**Extracted text:**
========

The E.P. has a very carefree, optimistic and experimental feel to it. Would you say it’s a reflection on your mental state at the moment?
“Haha, I guess so. I don’t want to be tied down by expectations or genres with Bleach Blood, I just want to do whatever the band and I want to do. As for a reflection my mental state, well, I’d like to think so!”
What are your hopes for Bleach Blood as a band?
“My hopes are the same as they’ve always been; I want Bleach Blood to be the best and biggest band that it can be. I want to tour the world, meet people and make them dance! I never really understood the point in being in a band and saying ‘okay, so we’ll only ever play to our mates’ that’s not what being in a band or making music is to me.”
How long after the Kings Blues split up did you start working on the Bleach Blood tracks and how did the band form?

========

Stored dataset items:
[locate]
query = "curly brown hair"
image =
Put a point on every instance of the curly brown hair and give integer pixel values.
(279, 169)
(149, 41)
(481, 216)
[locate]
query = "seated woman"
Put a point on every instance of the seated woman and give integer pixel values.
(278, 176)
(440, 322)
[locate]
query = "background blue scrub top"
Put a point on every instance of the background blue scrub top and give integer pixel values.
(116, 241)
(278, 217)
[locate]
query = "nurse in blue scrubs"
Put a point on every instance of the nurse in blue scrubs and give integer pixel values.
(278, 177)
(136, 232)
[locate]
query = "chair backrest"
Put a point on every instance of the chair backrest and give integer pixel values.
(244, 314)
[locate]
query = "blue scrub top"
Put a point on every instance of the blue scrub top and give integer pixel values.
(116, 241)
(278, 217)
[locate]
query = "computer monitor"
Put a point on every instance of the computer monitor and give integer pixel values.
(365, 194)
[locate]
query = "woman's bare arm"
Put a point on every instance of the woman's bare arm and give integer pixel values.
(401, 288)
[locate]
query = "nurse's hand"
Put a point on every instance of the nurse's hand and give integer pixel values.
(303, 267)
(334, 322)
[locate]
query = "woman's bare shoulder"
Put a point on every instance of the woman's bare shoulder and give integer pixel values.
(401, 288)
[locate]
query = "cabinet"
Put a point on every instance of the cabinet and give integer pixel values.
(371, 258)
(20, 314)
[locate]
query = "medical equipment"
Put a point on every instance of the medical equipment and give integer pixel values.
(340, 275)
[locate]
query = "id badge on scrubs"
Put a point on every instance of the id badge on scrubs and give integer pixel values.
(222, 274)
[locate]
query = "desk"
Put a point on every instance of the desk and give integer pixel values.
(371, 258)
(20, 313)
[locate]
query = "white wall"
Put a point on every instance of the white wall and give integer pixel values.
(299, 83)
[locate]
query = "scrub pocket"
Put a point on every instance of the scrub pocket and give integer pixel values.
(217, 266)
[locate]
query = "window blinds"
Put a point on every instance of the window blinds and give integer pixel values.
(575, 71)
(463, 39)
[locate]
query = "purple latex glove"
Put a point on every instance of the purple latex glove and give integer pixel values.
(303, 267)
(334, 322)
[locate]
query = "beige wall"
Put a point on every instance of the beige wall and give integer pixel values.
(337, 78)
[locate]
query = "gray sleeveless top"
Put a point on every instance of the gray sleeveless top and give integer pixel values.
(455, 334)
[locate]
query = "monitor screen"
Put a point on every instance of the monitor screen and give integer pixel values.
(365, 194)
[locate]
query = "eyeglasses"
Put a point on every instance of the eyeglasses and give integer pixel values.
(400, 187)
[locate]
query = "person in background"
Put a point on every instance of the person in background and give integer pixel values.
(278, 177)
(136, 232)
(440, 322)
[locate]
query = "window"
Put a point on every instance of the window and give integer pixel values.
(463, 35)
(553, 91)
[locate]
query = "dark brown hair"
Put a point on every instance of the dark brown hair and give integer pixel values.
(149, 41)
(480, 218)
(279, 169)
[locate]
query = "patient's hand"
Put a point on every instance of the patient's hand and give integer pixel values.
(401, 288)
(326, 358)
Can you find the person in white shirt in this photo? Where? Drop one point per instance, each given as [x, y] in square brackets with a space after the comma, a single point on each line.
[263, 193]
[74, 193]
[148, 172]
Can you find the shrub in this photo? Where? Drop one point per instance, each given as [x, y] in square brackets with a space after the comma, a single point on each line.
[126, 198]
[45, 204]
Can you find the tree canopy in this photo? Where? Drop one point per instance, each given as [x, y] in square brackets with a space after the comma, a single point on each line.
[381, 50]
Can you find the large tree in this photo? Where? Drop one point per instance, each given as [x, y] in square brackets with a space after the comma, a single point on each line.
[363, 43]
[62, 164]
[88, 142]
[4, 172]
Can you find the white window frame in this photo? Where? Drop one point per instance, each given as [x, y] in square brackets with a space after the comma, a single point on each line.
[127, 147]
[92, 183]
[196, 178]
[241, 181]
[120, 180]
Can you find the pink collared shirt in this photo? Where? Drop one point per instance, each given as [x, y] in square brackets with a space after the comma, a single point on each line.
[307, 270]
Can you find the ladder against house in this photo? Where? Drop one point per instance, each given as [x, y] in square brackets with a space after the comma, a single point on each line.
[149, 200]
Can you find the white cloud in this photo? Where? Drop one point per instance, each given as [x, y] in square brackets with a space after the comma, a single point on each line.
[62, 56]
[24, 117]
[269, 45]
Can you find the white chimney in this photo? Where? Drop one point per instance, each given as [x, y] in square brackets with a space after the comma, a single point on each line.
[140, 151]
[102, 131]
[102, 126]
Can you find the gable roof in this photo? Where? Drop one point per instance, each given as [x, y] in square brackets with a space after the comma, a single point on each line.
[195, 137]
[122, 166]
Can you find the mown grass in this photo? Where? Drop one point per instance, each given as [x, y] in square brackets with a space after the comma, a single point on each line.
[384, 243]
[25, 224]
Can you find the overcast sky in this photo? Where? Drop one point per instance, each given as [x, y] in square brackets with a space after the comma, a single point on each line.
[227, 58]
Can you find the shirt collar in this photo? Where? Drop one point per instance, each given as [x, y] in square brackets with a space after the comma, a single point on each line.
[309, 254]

========

**What you will do:**
[a] Rewrite the Bleach Blood interview from "The E.P. has" to "the band form?", swapping "Bleach Blood" for "Whitewash" throughout.
[b] In the Bleach Blood interview, how does the interviewer describe the feel of the E.P.?

**Solutions to the problems:**
[a]
The E.P. has a very carefree, optimistic and experimental feel to it. Would you say it’s a reflection on your mental state at the moment?
“Haha, I guess so. I don’t want to be tied down by expectations or genres with Whitewash, I just want to do whatever the band and I want to do. As for a reflection my mental state, well, I’d like to think so!”
What are your hopes for Whitewash as a band?
“My hopes are the same as they’ve always been; I want Whitewash to be the best and biggest band that it can be. I want to tour the world, meet people and make them dance! I never really understood the point in being in a band and saying ‘okay, so we’ll only ever play to our mates’ that’s not what being in a band or making music is to me.”
How long after the Kings Blues split up did you start working on the Whitewash tracks and how did the band form?

[b] Carefree, optimistic and experimental.